Detection annotation records:
================================
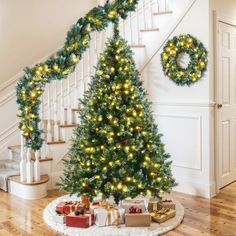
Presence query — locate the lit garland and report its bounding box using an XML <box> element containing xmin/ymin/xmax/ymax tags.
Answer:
<box><xmin>60</xmin><ymin>24</ymin><xmax>176</xmax><ymax>203</ymax></box>
<box><xmin>16</xmin><ymin>0</ymin><xmax>138</xmax><ymax>150</ymax></box>
<box><xmin>161</xmin><ymin>34</ymin><xmax>207</xmax><ymax>85</ymax></box>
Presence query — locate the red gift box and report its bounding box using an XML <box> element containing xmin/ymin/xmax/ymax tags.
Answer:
<box><xmin>66</xmin><ymin>211</ymin><xmax>95</xmax><ymax>228</ymax></box>
<box><xmin>56</xmin><ymin>201</ymin><xmax>86</xmax><ymax>215</ymax></box>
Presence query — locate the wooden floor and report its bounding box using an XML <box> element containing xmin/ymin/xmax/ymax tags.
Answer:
<box><xmin>0</xmin><ymin>183</ymin><xmax>236</xmax><ymax>236</ymax></box>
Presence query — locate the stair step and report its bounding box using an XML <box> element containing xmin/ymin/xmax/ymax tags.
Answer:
<box><xmin>8</xmin><ymin>145</ymin><xmax>21</xmax><ymax>150</ymax></box>
<box><xmin>47</xmin><ymin>140</ymin><xmax>66</xmax><ymax>145</ymax></box>
<box><xmin>8</xmin><ymin>175</ymin><xmax>49</xmax><ymax>185</ymax></box>
<box><xmin>140</xmin><ymin>28</ymin><xmax>159</xmax><ymax>32</ymax></box>
<box><xmin>129</xmin><ymin>44</ymin><xmax>146</xmax><ymax>48</ymax></box>
<box><xmin>31</xmin><ymin>157</ymin><xmax>53</xmax><ymax>162</ymax></box>
<box><xmin>153</xmin><ymin>11</ymin><xmax>173</xmax><ymax>16</ymax></box>
<box><xmin>0</xmin><ymin>168</ymin><xmax>20</xmax><ymax>191</ymax></box>
<box><xmin>59</xmin><ymin>124</ymin><xmax>77</xmax><ymax>128</ymax></box>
================================
_Required work:_
Put the rows above into a two-column CSV headed label_text and box_answer, with one CSV line per row and each row's text and its answer in separate quoted fields, line breaks replaced by spaces. Leave the pictures out.

_Completed task:_
label_text,box_answer
"Presence query — locate the lit garland and report its bounding box using an XML <box> element containing xmin/ymin/xmax/ymax tags. Answer:","<box><xmin>60</xmin><ymin>24</ymin><xmax>176</xmax><ymax>203</ymax></box> <box><xmin>16</xmin><ymin>0</ymin><xmax>138</xmax><ymax>150</ymax></box> <box><xmin>161</xmin><ymin>34</ymin><xmax>207</xmax><ymax>85</ymax></box>"
"Presence query — locate the red gift box and report its bounding box using an XML <box> element containing xmin/ymin/xmax/ymax tags. Answer:","<box><xmin>66</xmin><ymin>211</ymin><xmax>95</xmax><ymax>228</ymax></box> <box><xmin>56</xmin><ymin>201</ymin><xmax>86</xmax><ymax>215</ymax></box>"
"Presence query — locate the wooden floor and report its bounding box using an XML <box> element containing xmin/ymin/xmax/ymax tags. Answer:","<box><xmin>0</xmin><ymin>183</ymin><xmax>236</xmax><ymax>236</ymax></box>"
"Presence query — locate the stair step and report its bounding box using an XML <box> element containing xmin/ymin/xmax/ymax tags. Answer:","<box><xmin>8</xmin><ymin>145</ymin><xmax>21</xmax><ymax>150</ymax></box> <box><xmin>47</xmin><ymin>140</ymin><xmax>66</xmax><ymax>145</ymax></box> <box><xmin>8</xmin><ymin>175</ymin><xmax>49</xmax><ymax>185</ymax></box> <box><xmin>140</xmin><ymin>28</ymin><xmax>159</xmax><ymax>32</ymax></box> <box><xmin>129</xmin><ymin>44</ymin><xmax>146</xmax><ymax>48</ymax></box> <box><xmin>31</xmin><ymin>157</ymin><xmax>53</xmax><ymax>162</ymax></box> <box><xmin>153</xmin><ymin>11</ymin><xmax>173</xmax><ymax>16</ymax></box> <box><xmin>0</xmin><ymin>168</ymin><xmax>20</xmax><ymax>191</ymax></box> <box><xmin>59</xmin><ymin>124</ymin><xmax>77</xmax><ymax>128</ymax></box>"